Your goal:
Lines before the one containing "Check that every instance of the tram trailer" are excluded. Repeat that line and every line after it, exactly.
++++ Data provided ++++
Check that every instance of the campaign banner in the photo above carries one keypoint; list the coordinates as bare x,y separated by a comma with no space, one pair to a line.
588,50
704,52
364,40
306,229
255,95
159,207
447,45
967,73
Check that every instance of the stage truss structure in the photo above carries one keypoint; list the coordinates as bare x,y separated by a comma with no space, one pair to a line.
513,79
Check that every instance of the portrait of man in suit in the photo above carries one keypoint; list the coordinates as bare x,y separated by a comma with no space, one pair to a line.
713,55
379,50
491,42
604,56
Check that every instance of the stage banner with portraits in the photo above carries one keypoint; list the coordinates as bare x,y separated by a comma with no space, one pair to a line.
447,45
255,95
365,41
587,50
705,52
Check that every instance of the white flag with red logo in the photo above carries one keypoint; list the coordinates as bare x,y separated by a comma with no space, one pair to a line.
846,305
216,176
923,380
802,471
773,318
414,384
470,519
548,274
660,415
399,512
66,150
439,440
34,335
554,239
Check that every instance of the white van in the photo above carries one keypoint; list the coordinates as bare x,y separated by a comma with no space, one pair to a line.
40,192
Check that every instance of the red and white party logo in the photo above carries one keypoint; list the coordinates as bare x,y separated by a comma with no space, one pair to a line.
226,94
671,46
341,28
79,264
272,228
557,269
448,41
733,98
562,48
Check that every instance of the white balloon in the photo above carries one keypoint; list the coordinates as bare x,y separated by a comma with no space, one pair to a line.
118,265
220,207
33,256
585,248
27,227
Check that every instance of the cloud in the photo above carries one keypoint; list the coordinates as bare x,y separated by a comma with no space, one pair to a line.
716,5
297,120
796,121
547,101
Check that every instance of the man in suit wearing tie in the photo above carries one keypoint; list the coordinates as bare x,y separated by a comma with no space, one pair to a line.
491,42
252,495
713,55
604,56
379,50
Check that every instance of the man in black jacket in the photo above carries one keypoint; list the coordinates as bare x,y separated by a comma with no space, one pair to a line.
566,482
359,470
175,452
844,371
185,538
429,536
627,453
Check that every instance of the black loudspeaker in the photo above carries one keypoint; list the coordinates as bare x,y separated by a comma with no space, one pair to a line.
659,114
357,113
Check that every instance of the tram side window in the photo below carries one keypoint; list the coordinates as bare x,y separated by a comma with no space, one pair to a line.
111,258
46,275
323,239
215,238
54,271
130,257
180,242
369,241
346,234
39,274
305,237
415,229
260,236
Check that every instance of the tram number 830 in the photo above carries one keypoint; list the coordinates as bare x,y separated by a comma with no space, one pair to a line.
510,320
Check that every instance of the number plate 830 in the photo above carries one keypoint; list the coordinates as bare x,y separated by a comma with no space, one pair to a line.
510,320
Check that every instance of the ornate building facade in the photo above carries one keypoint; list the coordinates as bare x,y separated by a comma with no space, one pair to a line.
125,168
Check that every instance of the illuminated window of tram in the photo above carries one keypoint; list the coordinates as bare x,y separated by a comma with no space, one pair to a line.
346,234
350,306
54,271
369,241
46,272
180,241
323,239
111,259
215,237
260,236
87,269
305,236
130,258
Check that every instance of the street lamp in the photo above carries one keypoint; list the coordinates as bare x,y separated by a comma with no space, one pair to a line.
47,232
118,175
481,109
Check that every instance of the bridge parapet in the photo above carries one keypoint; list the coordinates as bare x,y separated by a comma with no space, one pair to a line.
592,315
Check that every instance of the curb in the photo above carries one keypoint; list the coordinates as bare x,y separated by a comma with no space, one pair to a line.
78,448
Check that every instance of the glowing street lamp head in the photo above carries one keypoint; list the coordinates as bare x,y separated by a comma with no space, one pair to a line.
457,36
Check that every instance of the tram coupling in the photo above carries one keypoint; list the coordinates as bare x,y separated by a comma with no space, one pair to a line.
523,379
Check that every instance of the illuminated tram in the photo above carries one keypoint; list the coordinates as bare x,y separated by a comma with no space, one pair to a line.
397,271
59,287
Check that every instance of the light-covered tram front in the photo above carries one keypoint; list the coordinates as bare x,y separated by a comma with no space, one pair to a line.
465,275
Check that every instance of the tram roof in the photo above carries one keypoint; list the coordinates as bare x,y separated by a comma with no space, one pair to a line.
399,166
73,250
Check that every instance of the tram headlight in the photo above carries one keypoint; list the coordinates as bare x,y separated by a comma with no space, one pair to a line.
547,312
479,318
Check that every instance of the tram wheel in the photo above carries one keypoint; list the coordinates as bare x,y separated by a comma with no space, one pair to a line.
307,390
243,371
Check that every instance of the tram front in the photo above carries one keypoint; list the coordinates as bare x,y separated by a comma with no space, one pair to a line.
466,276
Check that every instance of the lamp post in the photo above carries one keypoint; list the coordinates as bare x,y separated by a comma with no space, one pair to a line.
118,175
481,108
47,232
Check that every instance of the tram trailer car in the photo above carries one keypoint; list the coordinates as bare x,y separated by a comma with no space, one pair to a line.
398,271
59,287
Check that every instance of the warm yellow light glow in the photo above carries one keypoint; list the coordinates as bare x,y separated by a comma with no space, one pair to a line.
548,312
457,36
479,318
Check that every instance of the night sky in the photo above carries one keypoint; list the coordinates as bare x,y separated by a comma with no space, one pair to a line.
++++
In response:
Check that every instance of the tram trailer car in the photo above carries one keypoint; list the coordinates as bare x,y separated by a comma with no space, one pair to a line.
398,271
59,287
Check that every instance of the warm yellow light glow in the photo above carries one keypoint; list the coordinates as bare x,y separated by a comma with no space, one pair to a line.
548,312
457,36
479,318
Check that every instance of the night sky in the photo above carries one keypoint; list the coordinates as bare x,y separated by a comma with no space, one pair to a line.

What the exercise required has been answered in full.